───── PROVIDED TEXT ─────
Chapter 21. OpenLMI

The Open Linux Management Infrastructure, commonly abbreviated as OpenLMI, is a common infrastructure for the management of Linux systems. It builds on top of existing tools and serves as an abstraction layer in order to hide much of the complexity of the underlying system from system administrators. OpenLMI is distributed with a set of services that can be accessed locally or remotely and provides multiple language bindings, standard APIs, and standard scripting interfaces that can be used to manage and monitor hardware, operating systems, and system services.

21.1. About OpenLMI

OpenLMI is designed to provide a common management interface to production servers running the Red Hat Enterprise Linux system on both physical and virtual machines. It consists of the following three components:
  1. System management agents — these agents are installed on a managed system and implement an object model that is presented to a standard object broker. The initial agents implemented in OpenLMI include storage configuration and network configuration, but later work will address additional elements of system management. The system management agents are commonly referred to as Common Information Model providers or CIM providers.
  2. A standard object broker — the object broker manages system management agents and provides an interface to them. The standard object broker is also known as a CIM Object Monitor or CIMOM.
───── ROWS ─────
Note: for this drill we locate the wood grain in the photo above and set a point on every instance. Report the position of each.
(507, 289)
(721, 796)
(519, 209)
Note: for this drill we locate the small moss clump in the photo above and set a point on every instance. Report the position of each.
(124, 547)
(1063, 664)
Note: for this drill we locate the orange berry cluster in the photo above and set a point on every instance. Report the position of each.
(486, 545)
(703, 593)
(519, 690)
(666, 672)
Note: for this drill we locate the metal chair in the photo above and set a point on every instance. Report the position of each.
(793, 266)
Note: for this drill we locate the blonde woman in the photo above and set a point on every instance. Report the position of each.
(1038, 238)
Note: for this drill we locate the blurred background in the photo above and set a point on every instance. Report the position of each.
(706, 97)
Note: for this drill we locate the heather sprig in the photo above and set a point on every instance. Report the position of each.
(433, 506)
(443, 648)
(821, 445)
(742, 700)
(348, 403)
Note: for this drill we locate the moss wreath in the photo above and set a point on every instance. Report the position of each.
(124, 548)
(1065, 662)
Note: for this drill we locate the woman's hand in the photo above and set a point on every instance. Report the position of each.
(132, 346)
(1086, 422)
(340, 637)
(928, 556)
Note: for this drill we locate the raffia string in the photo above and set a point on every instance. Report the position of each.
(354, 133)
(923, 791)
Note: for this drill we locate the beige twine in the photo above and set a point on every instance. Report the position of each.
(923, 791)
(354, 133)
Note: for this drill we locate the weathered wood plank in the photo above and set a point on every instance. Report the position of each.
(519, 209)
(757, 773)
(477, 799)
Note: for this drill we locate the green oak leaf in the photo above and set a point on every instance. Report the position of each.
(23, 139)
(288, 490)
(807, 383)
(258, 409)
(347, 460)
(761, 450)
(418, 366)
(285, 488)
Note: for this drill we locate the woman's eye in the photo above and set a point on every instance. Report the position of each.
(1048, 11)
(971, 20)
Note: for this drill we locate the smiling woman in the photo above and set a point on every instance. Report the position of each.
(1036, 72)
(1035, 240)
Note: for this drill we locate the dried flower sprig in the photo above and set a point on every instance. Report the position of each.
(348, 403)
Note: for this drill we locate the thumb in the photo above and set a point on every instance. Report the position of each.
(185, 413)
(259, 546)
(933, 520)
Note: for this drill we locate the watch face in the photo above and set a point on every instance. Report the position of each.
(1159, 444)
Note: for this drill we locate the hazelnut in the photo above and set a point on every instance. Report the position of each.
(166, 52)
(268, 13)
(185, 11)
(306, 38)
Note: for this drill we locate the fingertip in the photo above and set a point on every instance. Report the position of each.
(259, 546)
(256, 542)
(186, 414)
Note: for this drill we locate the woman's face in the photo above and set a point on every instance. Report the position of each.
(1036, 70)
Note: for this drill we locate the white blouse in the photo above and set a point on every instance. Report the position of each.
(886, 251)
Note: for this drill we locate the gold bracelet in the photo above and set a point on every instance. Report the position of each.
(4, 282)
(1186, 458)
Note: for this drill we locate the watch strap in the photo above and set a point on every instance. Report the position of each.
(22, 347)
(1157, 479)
─────
Quote the OpenLMI chapter word for word, beginning at the words "OpenLMI is designed" and stopping after the words "Monitor or CIMOM.". The data above is not needed for this work.

OUTPUT FOR THIS TASK:
OpenLMI is designed to provide a common management interface to production servers running the Red Hat Enterprise Linux system on both physical and virtual machines. It consists of the following three components:
  1. System management agents — these agents are installed on a managed system and implement an object model that is presented to a standard object broker. The initial agents implemented in OpenLMI include storage configuration and network configuration, but later work will address additional elements of system management. The system management agents are commonly referred to as Common Information Model providers or CIM providers.
  2. A standard object broker — the object broker manages system management agents and provides an interface to them. The standard object broker is also known as a CIM Object Monitor or CIMOM.